:: Materials provided
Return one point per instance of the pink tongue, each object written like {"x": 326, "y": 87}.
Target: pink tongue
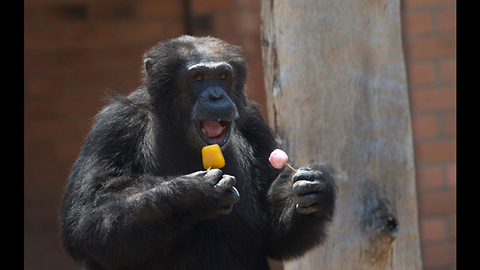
{"x": 212, "y": 128}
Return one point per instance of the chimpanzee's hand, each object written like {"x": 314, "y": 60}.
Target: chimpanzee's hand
{"x": 314, "y": 191}
{"x": 226, "y": 195}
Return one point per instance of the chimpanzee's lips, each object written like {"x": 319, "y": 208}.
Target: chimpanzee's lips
{"x": 215, "y": 132}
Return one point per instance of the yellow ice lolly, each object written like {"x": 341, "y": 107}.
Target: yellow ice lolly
{"x": 212, "y": 157}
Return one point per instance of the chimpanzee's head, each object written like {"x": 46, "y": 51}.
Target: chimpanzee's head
{"x": 199, "y": 84}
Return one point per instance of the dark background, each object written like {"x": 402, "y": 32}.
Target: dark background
{"x": 77, "y": 50}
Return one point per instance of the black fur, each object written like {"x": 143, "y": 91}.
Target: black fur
{"x": 139, "y": 198}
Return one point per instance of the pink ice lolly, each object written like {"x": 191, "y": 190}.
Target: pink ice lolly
{"x": 278, "y": 158}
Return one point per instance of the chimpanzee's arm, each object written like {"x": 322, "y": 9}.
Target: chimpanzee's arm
{"x": 301, "y": 205}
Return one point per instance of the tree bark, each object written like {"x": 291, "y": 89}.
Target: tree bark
{"x": 336, "y": 93}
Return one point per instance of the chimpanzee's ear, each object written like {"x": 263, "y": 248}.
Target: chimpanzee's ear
{"x": 148, "y": 63}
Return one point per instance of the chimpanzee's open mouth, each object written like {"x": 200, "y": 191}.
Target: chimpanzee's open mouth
{"x": 215, "y": 132}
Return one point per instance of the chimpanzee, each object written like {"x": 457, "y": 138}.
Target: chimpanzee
{"x": 138, "y": 196}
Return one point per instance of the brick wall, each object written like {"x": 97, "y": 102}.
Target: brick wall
{"x": 74, "y": 51}
{"x": 429, "y": 43}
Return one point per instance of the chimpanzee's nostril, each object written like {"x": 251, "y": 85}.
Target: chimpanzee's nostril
{"x": 216, "y": 95}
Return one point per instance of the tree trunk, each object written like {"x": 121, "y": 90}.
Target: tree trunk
{"x": 336, "y": 93}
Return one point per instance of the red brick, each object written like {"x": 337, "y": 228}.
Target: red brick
{"x": 424, "y": 126}
{"x": 439, "y": 255}
{"x": 45, "y": 38}
{"x": 428, "y": 47}
{"x": 68, "y": 150}
{"x": 201, "y": 6}
{"x": 424, "y": 3}
{"x": 430, "y": 177}
{"x": 452, "y": 175}
{"x": 452, "y": 223}
{"x": 162, "y": 7}
{"x": 436, "y": 151}
{"x": 433, "y": 99}
{"x": 446, "y": 19}
{"x": 450, "y": 124}
{"x": 113, "y": 33}
{"x": 448, "y": 70}
{"x": 421, "y": 73}
{"x": 118, "y": 10}
{"x": 47, "y": 130}
{"x": 433, "y": 229}
{"x": 439, "y": 203}
{"x": 46, "y": 84}
{"x": 416, "y": 23}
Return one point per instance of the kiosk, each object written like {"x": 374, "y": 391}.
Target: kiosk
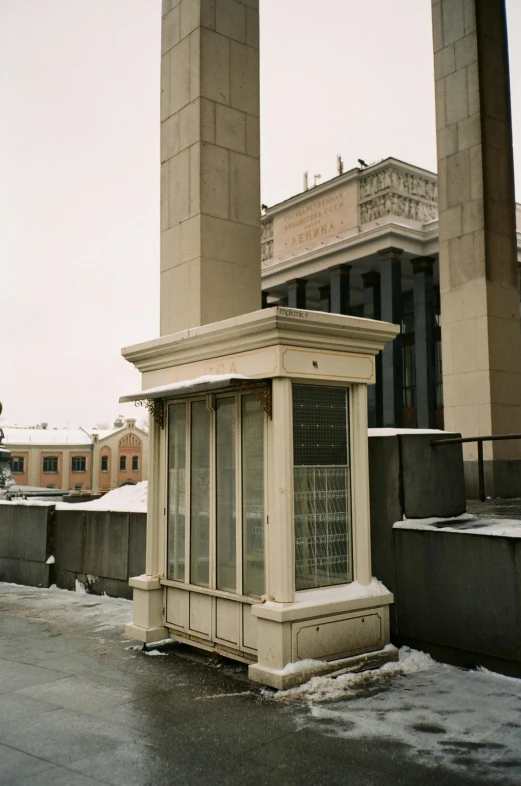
{"x": 258, "y": 533}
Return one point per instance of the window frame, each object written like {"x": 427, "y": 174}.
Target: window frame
{"x": 187, "y": 584}
{"x": 351, "y": 456}
{"x": 75, "y": 459}
{"x": 50, "y": 471}
{"x": 14, "y": 470}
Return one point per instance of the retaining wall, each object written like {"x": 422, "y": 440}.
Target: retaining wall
{"x": 98, "y": 548}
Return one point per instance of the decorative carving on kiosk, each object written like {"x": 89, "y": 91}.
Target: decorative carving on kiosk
{"x": 391, "y": 191}
{"x": 156, "y": 409}
{"x": 262, "y": 392}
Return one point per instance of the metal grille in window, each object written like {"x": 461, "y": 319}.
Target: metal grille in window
{"x": 321, "y": 486}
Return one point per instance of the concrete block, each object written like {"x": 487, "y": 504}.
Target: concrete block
{"x": 433, "y": 478}
{"x": 106, "y": 545}
{"x": 244, "y": 189}
{"x": 5, "y": 526}
{"x": 231, "y": 19}
{"x": 137, "y": 544}
{"x": 33, "y": 574}
{"x": 458, "y": 590}
{"x": 230, "y": 128}
{"x": 35, "y": 523}
{"x": 384, "y": 490}
{"x": 179, "y": 76}
{"x": 215, "y": 180}
{"x": 69, "y": 540}
{"x": 215, "y": 66}
{"x": 244, "y": 78}
{"x": 170, "y": 30}
{"x": 170, "y": 141}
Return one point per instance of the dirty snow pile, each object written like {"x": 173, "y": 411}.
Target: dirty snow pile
{"x": 333, "y": 688}
{"x": 126, "y": 499}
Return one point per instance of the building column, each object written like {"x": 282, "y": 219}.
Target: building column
{"x": 210, "y": 167}
{"x": 424, "y": 325}
{"x": 340, "y": 289}
{"x": 392, "y": 356}
{"x": 297, "y": 293}
{"x": 325, "y": 298}
{"x": 372, "y": 297}
{"x": 481, "y": 338}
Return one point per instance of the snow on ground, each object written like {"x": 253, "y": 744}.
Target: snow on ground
{"x": 127, "y": 499}
{"x": 467, "y": 721}
{"x": 61, "y": 606}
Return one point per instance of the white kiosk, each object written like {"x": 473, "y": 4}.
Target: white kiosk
{"x": 258, "y": 535}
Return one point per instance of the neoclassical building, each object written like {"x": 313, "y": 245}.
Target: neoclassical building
{"x": 78, "y": 459}
{"x": 366, "y": 243}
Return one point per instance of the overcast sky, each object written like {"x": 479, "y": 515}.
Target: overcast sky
{"x": 79, "y": 172}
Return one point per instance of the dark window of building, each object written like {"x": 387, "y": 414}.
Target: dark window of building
{"x": 17, "y": 465}
{"x": 79, "y": 464}
{"x": 50, "y": 464}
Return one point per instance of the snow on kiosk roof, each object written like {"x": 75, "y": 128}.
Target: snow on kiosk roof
{"x": 198, "y": 385}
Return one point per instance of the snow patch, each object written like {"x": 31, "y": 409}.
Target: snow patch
{"x": 335, "y": 688}
{"x": 126, "y": 499}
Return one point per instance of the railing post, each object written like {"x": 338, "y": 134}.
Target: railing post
{"x": 481, "y": 471}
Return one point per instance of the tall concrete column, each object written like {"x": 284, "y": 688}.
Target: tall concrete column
{"x": 392, "y": 356}
{"x": 340, "y": 289}
{"x": 481, "y": 341}
{"x": 372, "y": 298}
{"x": 297, "y": 293}
{"x": 424, "y": 325}
{"x": 210, "y": 173}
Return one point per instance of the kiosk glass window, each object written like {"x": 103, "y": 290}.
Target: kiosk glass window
{"x": 226, "y": 497}
{"x": 323, "y": 550}
{"x": 216, "y": 481}
{"x": 252, "y": 427}
{"x": 176, "y": 491}
{"x": 200, "y": 494}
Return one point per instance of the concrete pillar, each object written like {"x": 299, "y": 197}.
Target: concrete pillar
{"x": 481, "y": 341}
{"x": 210, "y": 173}
{"x": 372, "y": 297}
{"x": 297, "y": 293}
{"x": 340, "y": 289}
{"x": 325, "y": 298}
{"x": 424, "y": 325}
{"x": 392, "y": 357}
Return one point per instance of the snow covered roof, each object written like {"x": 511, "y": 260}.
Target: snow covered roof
{"x": 198, "y": 385}
{"x": 43, "y": 436}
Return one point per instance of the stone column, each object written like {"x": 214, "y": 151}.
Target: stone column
{"x": 392, "y": 357}
{"x": 340, "y": 289}
{"x": 481, "y": 341}
{"x": 372, "y": 297}
{"x": 325, "y": 298}
{"x": 297, "y": 293}
{"x": 424, "y": 325}
{"x": 210, "y": 173}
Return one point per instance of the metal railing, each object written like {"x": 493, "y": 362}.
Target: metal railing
{"x": 480, "y": 440}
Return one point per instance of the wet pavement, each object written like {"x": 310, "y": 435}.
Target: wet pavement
{"x": 496, "y": 508}
{"x": 81, "y": 705}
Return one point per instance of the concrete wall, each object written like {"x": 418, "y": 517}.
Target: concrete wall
{"x": 100, "y": 549}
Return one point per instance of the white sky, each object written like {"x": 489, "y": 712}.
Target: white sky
{"x": 79, "y": 166}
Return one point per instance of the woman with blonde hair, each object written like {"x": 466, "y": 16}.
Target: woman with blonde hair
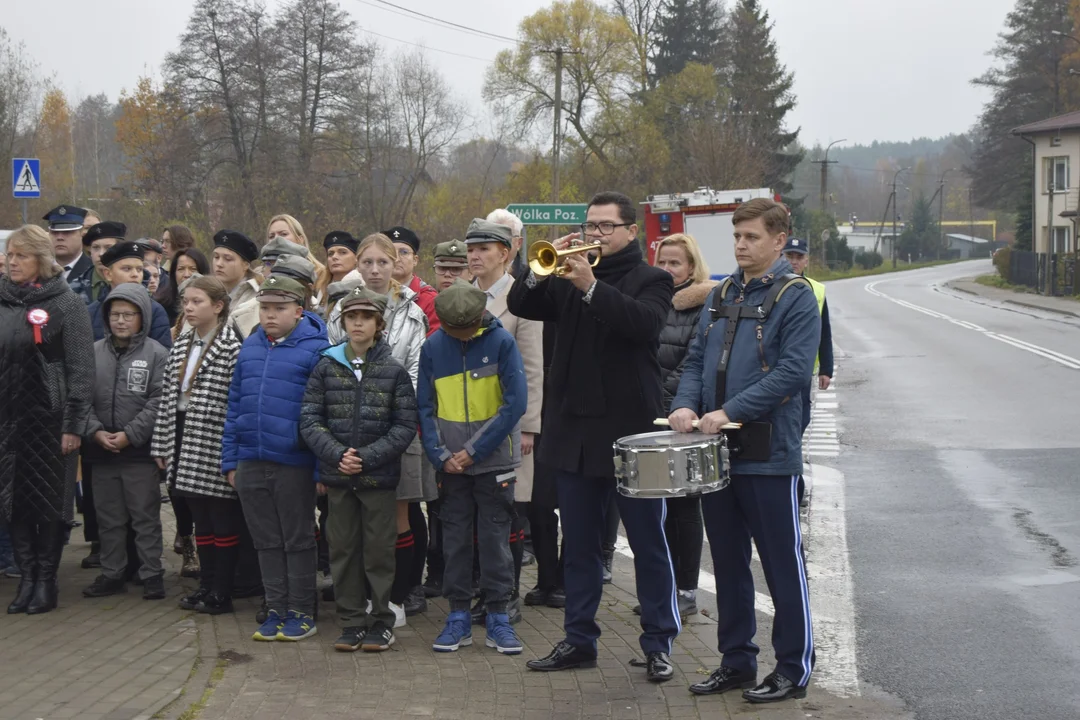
{"x": 46, "y": 375}
{"x": 680, "y": 257}
{"x": 406, "y": 329}
{"x": 288, "y": 228}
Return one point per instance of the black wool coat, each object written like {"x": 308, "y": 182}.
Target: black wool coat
{"x": 621, "y": 326}
{"x": 45, "y": 391}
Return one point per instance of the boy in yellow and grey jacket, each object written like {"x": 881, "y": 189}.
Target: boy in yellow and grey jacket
{"x": 471, "y": 396}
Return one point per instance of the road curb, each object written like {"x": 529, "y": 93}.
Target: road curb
{"x": 1034, "y": 306}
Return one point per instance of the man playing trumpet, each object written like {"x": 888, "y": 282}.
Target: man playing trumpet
{"x": 605, "y": 384}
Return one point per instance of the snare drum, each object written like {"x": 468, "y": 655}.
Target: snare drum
{"x": 670, "y": 464}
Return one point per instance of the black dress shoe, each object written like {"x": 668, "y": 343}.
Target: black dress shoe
{"x": 556, "y": 598}
{"x": 724, "y": 679}
{"x": 563, "y": 656}
{"x": 537, "y": 596}
{"x": 658, "y": 667}
{"x": 773, "y": 689}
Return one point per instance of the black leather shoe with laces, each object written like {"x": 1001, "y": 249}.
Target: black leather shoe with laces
{"x": 658, "y": 667}
{"x": 724, "y": 679}
{"x": 773, "y": 689}
{"x": 563, "y": 656}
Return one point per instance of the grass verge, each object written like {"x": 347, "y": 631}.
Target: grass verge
{"x": 822, "y": 274}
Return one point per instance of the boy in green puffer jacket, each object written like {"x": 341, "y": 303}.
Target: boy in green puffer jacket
{"x": 359, "y": 417}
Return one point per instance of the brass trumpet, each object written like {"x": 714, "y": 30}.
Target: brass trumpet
{"x": 545, "y": 260}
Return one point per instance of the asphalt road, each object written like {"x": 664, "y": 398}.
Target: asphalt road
{"x": 958, "y": 422}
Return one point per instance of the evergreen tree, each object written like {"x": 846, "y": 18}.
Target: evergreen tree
{"x": 760, "y": 92}
{"x": 1030, "y": 83}
{"x": 687, "y": 31}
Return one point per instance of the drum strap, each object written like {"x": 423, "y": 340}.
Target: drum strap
{"x": 732, "y": 313}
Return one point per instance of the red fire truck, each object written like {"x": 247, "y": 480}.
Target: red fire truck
{"x": 705, "y": 214}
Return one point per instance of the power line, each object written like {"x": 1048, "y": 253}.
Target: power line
{"x": 416, "y": 44}
{"x": 437, "y": 21}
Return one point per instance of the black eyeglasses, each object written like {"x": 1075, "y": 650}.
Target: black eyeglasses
{"x": 603, "y": 228}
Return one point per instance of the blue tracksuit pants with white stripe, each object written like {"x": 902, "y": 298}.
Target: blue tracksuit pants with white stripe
{"x": 765, "y": 507}
{"x": 582, "y": 507}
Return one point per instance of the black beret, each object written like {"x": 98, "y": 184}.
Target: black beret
{"x": 340, "y": 238}
{"x": 400, "y": 234}
{"x": 121, "y": 250}
{"x": 238, "y": 242}
{"x": 104, "y": 231}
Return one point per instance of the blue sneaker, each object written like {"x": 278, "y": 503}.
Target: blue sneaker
{"x": 297, "y": 626}
{"x": 457, "y": 634}
{"x": 268, "y": 630}
{"x": 501, "y": 636}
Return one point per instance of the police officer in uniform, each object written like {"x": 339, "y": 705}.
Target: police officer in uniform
{"x": 66, "y": 229}
{"x": 748, "y": 364}
{"x": 798, "y": 254}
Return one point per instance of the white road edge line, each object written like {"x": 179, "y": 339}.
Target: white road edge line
{"x": 1061, "y": 358}
{"x": 832, "y": 586}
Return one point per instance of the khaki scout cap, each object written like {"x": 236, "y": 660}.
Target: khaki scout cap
{"x": 461, "y": 304}
{"x": 281, "y": 288}
{"x": 450, "y": 254}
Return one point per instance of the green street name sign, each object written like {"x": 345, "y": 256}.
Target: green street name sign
{"x": 531, "y": 214}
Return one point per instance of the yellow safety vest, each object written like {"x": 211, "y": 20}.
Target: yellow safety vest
{"x": 819, "y": 294}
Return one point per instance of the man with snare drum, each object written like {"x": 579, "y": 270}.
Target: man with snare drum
{"x": 604, "y": 384}
{"x": 755, "y": 348}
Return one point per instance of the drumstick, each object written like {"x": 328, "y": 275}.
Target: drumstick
{"x": 664, "y": 422}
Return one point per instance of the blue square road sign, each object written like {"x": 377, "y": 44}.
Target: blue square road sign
{"x": 26, "y": 177}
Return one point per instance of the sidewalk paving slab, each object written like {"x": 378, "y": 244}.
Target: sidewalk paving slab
{"x": 124, "y": 659}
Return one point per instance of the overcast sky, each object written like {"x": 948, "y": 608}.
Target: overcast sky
{"x": 864, "y": 69}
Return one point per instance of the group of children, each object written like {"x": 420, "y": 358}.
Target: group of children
{"x": 248, "y": 431}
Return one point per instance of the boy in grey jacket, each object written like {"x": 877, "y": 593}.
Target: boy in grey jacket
{"x": 130, "y": 370}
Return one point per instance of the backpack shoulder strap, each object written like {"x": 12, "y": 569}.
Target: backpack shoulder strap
{"x": 777, "y": 290}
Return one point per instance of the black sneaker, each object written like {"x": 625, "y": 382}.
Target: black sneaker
{"x": 378, "y": 639}
{"x": 190, "y": 601}
{"x": 215, "y": 603}
{"x": 153, "y": 588}
{"x": 433, "y": 586}
{"x": 415, "y": 601}
{"x": 104, "y": 586}
{"x": 94, "y": 559}
{"x": 351, "y": 639}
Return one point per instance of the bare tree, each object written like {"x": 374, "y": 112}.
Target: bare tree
{"x": 225, "y": 69}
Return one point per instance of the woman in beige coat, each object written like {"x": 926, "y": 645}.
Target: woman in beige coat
{"x": 490, "y": 253}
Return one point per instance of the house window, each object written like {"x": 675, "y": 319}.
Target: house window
{"x": 1061, "y": 240}
{"x": 1056, "y": 172}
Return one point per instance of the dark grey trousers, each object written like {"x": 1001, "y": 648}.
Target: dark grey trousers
{"x": 362, "y": 530}
{"x": 489, "y": 498}
{"x": 129, "y": 491}
{"x": 279, "y": 504}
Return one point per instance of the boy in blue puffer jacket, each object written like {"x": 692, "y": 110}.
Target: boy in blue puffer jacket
{"x": 265, "y": 459}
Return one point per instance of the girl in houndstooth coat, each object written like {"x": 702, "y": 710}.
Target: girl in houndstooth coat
{"x": 187, "y": 437}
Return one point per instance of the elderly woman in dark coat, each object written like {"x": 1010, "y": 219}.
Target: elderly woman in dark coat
{"x": 46, "y": 370}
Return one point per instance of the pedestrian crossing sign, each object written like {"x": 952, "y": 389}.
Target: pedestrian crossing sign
{"x": 26, "y": 177}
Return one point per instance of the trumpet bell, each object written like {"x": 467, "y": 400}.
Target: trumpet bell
{"x": 545, "y": 260}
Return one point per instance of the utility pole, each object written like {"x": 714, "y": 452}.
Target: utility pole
{"x": 895, "y": 214}
{"x": 940, "y": 195}
{"x": 824, "y": 173}
{"x": 556, "y": 141}
{"x": 556, "y": 145}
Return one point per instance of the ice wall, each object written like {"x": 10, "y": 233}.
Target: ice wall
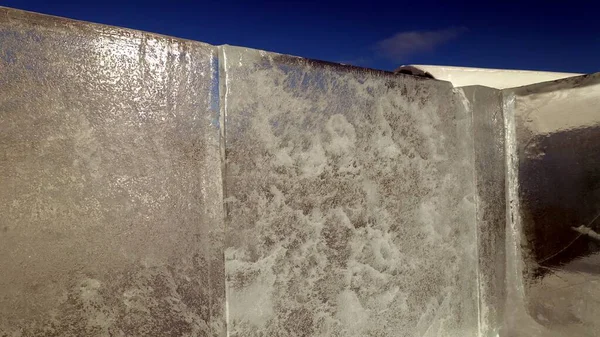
{"x": 152, "y": 186}
{"x": 554, "y": 177}
{"x": 110, "y": 182}
{"x": 350, "y": 201}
::::
#### Required action:
Copy back the listing above exactly, but only from the line with "Target: building column" through the line with "Return one point per instance of the white kiosk, each", both ends included.

#### Expected answer:
Target: building column
{"x": 210, "y": 167}
{"x": 424, "y": 325}
{"x": 340, "y": 289}
{"x": 392, "y": 356}
{"x": 297, "y": 293}
{"x": 325, "y": 298}
{"x": 372, "y": 297}
{"x": 481, "y": 338}
Return one point per instance of the snow on ground, each object written like {"x": 253, "y": 744}.
Target: snow on ground
{"x": 127, "y": 499}
{"x": 467, "y": 721}
{"x": 61, "y": 606}
Return one point per instance of the white kiosk, each object written like {"x": 473, "y": 4}.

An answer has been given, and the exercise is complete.